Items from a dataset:
────

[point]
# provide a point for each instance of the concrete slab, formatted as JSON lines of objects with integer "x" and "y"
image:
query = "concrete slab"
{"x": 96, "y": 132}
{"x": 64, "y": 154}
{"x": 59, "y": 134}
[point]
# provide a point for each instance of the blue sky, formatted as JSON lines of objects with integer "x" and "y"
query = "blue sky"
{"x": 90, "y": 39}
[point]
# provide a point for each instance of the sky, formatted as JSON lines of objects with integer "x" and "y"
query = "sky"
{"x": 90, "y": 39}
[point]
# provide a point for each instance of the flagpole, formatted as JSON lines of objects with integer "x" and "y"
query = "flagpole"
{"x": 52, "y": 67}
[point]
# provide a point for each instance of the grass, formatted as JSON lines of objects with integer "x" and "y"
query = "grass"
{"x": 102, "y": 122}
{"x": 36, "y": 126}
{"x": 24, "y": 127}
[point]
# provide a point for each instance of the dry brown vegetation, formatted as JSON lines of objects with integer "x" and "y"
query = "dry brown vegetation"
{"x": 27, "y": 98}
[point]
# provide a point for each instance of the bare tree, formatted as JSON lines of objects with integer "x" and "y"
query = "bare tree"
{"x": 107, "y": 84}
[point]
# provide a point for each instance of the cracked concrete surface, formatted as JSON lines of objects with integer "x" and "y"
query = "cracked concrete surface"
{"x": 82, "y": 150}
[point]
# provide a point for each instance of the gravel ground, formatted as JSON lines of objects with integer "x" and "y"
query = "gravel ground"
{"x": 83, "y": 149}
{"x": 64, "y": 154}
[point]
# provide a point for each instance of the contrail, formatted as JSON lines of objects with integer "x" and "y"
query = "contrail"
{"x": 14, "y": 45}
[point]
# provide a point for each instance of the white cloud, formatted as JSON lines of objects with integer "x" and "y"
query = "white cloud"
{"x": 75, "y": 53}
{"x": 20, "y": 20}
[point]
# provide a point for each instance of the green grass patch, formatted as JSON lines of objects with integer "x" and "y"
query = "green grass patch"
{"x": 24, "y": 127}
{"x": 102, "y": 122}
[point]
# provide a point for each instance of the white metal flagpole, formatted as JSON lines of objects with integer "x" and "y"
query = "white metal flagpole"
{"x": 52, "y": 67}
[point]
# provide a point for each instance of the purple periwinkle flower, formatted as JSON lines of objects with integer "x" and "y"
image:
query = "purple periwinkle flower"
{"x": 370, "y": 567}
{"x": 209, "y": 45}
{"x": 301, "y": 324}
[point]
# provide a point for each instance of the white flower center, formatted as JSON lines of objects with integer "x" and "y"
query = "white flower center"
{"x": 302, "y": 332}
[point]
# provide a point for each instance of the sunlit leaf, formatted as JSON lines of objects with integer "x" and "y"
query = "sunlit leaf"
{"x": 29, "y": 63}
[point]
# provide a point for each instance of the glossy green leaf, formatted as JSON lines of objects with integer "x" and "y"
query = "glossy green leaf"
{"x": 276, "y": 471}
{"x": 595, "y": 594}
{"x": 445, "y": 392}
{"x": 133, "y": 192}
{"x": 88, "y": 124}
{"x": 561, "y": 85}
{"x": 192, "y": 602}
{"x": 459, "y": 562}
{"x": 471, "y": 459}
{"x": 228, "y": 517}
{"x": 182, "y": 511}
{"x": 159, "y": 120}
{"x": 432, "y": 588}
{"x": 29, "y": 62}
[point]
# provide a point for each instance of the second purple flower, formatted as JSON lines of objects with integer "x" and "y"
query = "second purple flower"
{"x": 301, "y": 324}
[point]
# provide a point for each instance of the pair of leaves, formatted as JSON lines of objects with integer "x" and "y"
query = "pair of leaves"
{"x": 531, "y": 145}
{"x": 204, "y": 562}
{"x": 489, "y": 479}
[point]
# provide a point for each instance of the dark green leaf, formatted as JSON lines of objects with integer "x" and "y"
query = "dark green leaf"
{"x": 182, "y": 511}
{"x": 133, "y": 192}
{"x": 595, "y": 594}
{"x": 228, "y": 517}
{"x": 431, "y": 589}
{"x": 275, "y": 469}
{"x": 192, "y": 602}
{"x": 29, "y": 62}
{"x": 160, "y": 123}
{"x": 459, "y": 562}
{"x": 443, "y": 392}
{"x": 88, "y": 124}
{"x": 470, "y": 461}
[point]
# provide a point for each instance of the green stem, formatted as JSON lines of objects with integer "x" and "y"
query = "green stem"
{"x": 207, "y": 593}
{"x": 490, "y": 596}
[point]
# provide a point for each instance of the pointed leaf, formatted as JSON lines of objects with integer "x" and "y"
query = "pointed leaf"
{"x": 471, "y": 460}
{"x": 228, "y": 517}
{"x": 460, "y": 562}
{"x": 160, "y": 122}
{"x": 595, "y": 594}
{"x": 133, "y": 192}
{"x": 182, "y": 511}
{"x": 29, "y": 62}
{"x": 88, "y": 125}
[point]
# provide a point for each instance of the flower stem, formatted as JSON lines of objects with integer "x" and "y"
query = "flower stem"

────

• EXERCISE GOAL: The whole listing above needs to be written out again exactly.

• THE COMPLETED TASK:
[point]
# provide a point for each instance of the concrete slab, formatted as JSON lines of objects with integer "x" and "y"
image:
query = "concrete slab"
{"x": 96, "y": 132}
{"x": 64, "y": 154}
{"x": 59, "y": 134}
[point]
# provide a point for each instance of the blue sky, formatted as JSON lines of objects with integer "x" and "y"
query = "blue sky"
{"x": 90, "y": 39}
[point]
# provide a point for each instance of the sky, formatted as JSON lines of objects with integer "x" and "y"
query = "sky"
{"x": 90, "y": 39}
[point]
# provide a point for each instance of the flagpole, formatted as JSON lines of objects with integer "x" and "y"
query = "flagpole"
{"x": 52, "y": 67}
[point]
# provide a point for each instance of the grass, formatted as JSON lines of objects with integer "x" and "y"
query = "grass"
{"x": 102, "y": 122}
{"x": 36, "y": 126}
{"x": 24, "y": 127}
[point]
# provide a point for each instance of the dry brown vegetation, formatted as JSON lines of objects with integer "x" and "y"
query = "dry brown vegetation"
{"x": 27, "y": 98}
[point]
# provide a point for each instance of the bare tree, formatted as JSON lines of objects with integer "x" and "y"
query = "bare tree"
{"x": 107, "y": 84}
[point]
# provide a point for each instance of the cracked concrete surface, formatted as JSON lines of objects with integer "x" and "y"
query = "cracked concrete surface"
{"x": 82, "y": 150}
[point]
# provide a point for each instance of the gravel ground, formatted as JSON lines of objects with integer "x" and "y"
query = "gravel ground"
{"x": 83, "y": 149}
{"x": 64, "y": 154}
[point]
# provide a point for each instance of the contrail, formatted as JSON lines of objects with integer "x" and "y"
query = "contrail"
{"x": 14, "y": 45}
[point]
# provide a point for each instance of the white cloud, formatted as JSON lines of objects with integer "x" and "y"
query = "white cloud"
{"x": 75, "y": 53}
{"x": 20, "y": 20}
[point]
# provide a point for each instance of the green grass patch, formatted as JSON lines of objects with integer "x" and "y"
query = "green grass patch"
{"x": 24, "y": 127}
{"x": 102, "y": 122}
[point]
# provide a point for each instance of the white metal flagpole, formatted as JSON lines of objects with integer "x" and "y"
query = "white metal flagpole"
{"x": 52, "y": 67}
[point]
# provide a point for each instance of the purple periwinkle flower, formatted as JSON lines of objects with integer "x" and "y"
image:
query = "purple periwinkle flower"
{"x": 370, "y": 567}
{"x": 209, "y": 45}
{"x": 301, "y": 324}
[point]
# provide a point for each instance of the white flower center, formatted as JSON lines of objects with integer "x" and "y"
query = "white flower center"
{"x": 302, "y": 332}
[point]
# provide a point for each instance of the sunlit leaf, formatted as JSON lines of objects with integer "x" and "y"
query = "sunlit leaf"
{"x": 29, "y": 63}
[point]
# provide a point for each instance of the glossy green leaf, formatted as JSON lines of objects with integer "x" and "y"
query = "glossy green leaf"
{"x": 276, "y": 471}
{"x": 595, "y": 594}
{"x": 445, "y": 392}
{"x": 133, "y": 192}
{"x": 88, "y": 124}
{"x": 561, "y": 85}
{"x": 192, "y": 602}
{"x": 459, "y": 562}
{"x": 471, "y": 459}
{"x": 228, "y": 517}
{"x": 182, "y": 511}
{"x": 159, "y": 120}
{"x": 432, "y": 588}
{"x": 29, "y": 62}
[point]
# provide a point for each instance of the second purple flower, formatted as JSON lines of objects with integer "x" and "y"
query = "second purple flower"
{"x": 301, "y": 324}
[point]
# provide a point for each instance of the pair of leaves, formatted as JSON lines of objects with integer "x" and "y"
query = "pair of leaves"
{"x": 531, "y": 145}
{"x": 204, "y": 562}
{"x": 489, "y": 479}
[point]
# provide a point for each instance of the dark green leaf, formatted as JSON lines of objects with integer "x" and "y"
query = "dark green leaf"
{"x": 182, "y": 511}
{"x": 133, "y": 192}
{"x": 595, "y": 594}
{"x": 228, "y": 517}
{"x": 431, "y": 589}
{"x": 275, "y": 469}
{"x": 192, "y": 602}
{"x": 29, "y": 62}
{"x": 160, "y": 123}
{"x": 459, "y": 562}
{"x": 443, "y": 392}
{"x": 88, "y": 124}
{"x": 470, "y": 461}
[point]
# provide a point for each instance of the green stem, formatted as JSON lines of objects with integer "x" and "y"
query = "green stem"
{"x": 207, "y": 593}
{"x": 490, "y": 596}
[point]
# provide a point for each instance of the pointed leaf, formatted as JSON lines of objects with integer "x" and "y"
query = "pointed leaf"
{"x": 471, "y": 460}
{"x": 228, "y": 517}
{"x": 460, "y": 562}
{"x": 160, "y": 122}
{"x": 595, "y": 594}
{"x": 133, "y": 192}
{"x": 182, "y": 511}
{"x": 29, "y": 62}
{"x": 88, "y": 125}
[point]
# provide a point for each instance of the flower stem, formatted as JSON lines of objects with integer "x" and "y"
query = "flower stem"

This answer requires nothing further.